TEXTO PARA LEITURA »
# # # # # # #

THIAGO BETHÔNICO
FOLHAPRESS
O ministro dos Transportes, Renan Filho (MDB), disse nesta terça-feira (10) que as ferrovias devem ser o grande destaque da agenda de leilões do governo federal em 2026.
Durante evento do BTG Pactual, Renan afirmou que sua pasta prevê a execução de 20 certames neste ano, sendo oito do setor ferroviário e o restante de rodovias.
“A malha ferroviária certamente será a vedete. Com a saída de algumas rodovias que eram ativos principais, aumenta a atratividade relativa de ferrovias. Acredito que ampliar ferrovias é um destino fundamental para o desenvolvimento, sobretudo no Brasil central.”
Embora em número menor do que os leilões de rodovias previstos para este ano, a simples retomada da agenda de concessões de ferrovias já representa um marco. O setor vive um apagão de novos projetos há anos. Isso porque, além de ser uma infraestrutura mais cara, a concorrência com o modal rodoviário jogou em desfavor dos trilhos.
A última concessão foi feita em 2021, no governo de Jair Bolsonaro, referente a um trecho da Fiol (Ferrovia de Integração Oeste-Leste).
Para enfrentar a paralisia no setor, o Ministério dos Transportes prepara oito leilões, cobrindo mais de 9.000 quilômetros de extensão e com potencial de movimentar R$ 140 bilhões em investimentos.
Segundo Renan, a retomada dos projetos de ferrovias tem relação com a expansão do agronegócio no Brasil e com a necessidade de escoar a carga do Centro-Oeste para os portos.

# # # # # # #

LISTA DE LINHAS »
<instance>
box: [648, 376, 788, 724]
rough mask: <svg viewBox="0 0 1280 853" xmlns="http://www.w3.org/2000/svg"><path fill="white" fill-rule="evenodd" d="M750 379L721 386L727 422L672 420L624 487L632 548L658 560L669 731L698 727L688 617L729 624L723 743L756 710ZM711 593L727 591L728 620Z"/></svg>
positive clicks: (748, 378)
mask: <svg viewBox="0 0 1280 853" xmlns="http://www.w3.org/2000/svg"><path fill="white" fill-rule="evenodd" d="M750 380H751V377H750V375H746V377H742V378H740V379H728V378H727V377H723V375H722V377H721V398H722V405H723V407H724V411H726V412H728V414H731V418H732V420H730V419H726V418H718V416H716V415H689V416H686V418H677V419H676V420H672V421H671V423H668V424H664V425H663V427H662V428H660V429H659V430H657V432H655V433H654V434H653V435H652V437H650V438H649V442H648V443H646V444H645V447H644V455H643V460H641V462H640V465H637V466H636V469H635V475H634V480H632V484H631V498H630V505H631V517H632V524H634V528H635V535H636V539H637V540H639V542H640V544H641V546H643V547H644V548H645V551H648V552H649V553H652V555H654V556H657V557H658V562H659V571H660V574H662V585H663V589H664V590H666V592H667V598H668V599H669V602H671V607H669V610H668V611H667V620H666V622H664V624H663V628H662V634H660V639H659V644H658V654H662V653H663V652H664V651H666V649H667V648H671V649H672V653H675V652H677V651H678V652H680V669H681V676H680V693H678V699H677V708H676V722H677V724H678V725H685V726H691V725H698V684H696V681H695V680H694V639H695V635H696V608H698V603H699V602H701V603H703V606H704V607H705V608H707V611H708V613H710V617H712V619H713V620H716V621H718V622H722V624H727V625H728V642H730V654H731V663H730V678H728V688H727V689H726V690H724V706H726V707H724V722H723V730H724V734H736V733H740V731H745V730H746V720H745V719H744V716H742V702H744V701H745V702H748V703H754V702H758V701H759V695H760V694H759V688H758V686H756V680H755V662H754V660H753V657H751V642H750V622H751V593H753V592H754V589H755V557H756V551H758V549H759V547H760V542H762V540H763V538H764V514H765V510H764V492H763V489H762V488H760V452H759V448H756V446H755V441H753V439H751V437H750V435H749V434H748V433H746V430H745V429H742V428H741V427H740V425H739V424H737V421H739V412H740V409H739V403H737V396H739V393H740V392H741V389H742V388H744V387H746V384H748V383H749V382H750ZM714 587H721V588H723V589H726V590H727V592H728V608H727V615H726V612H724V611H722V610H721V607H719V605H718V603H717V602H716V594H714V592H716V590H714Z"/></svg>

# # # # # # #

INSTRUÇÕES »
a. No texto sobre os leilões de ferrovias, em que ano foi feita a última concessão de ferrovia?
b. Repita sem mudar nada o trecho do texto sobre os leilões de ferrovias que começa nas palavras "Embora em número" e termina depois de "de Integração Oeste-Leste).".
As linhas acima não são usadas aqui.

SOLUÇÕES DOS EXERCÍCIOS »
a. Em 2021, no governo de Jair Bolsonaro, referente a um trecho da Fiol.

b.
Embora em número menor do que os leilões de rodovias previstos para este ano, a simples retomada da agenda de concessões de ferrovias já representa um marco. O setor vive um apagão de novos projetos há anos. Isso porque, além de ser uma infraestrutura mais cara, a concorrência com o modal rodoviário jogou em desfavor dos trilhos.
A última concessão foi feita em 2021, no governo de Jair Bolsonaro, referente a um trecho da Fiol (Ferrovia de Integração Oeste-Leste).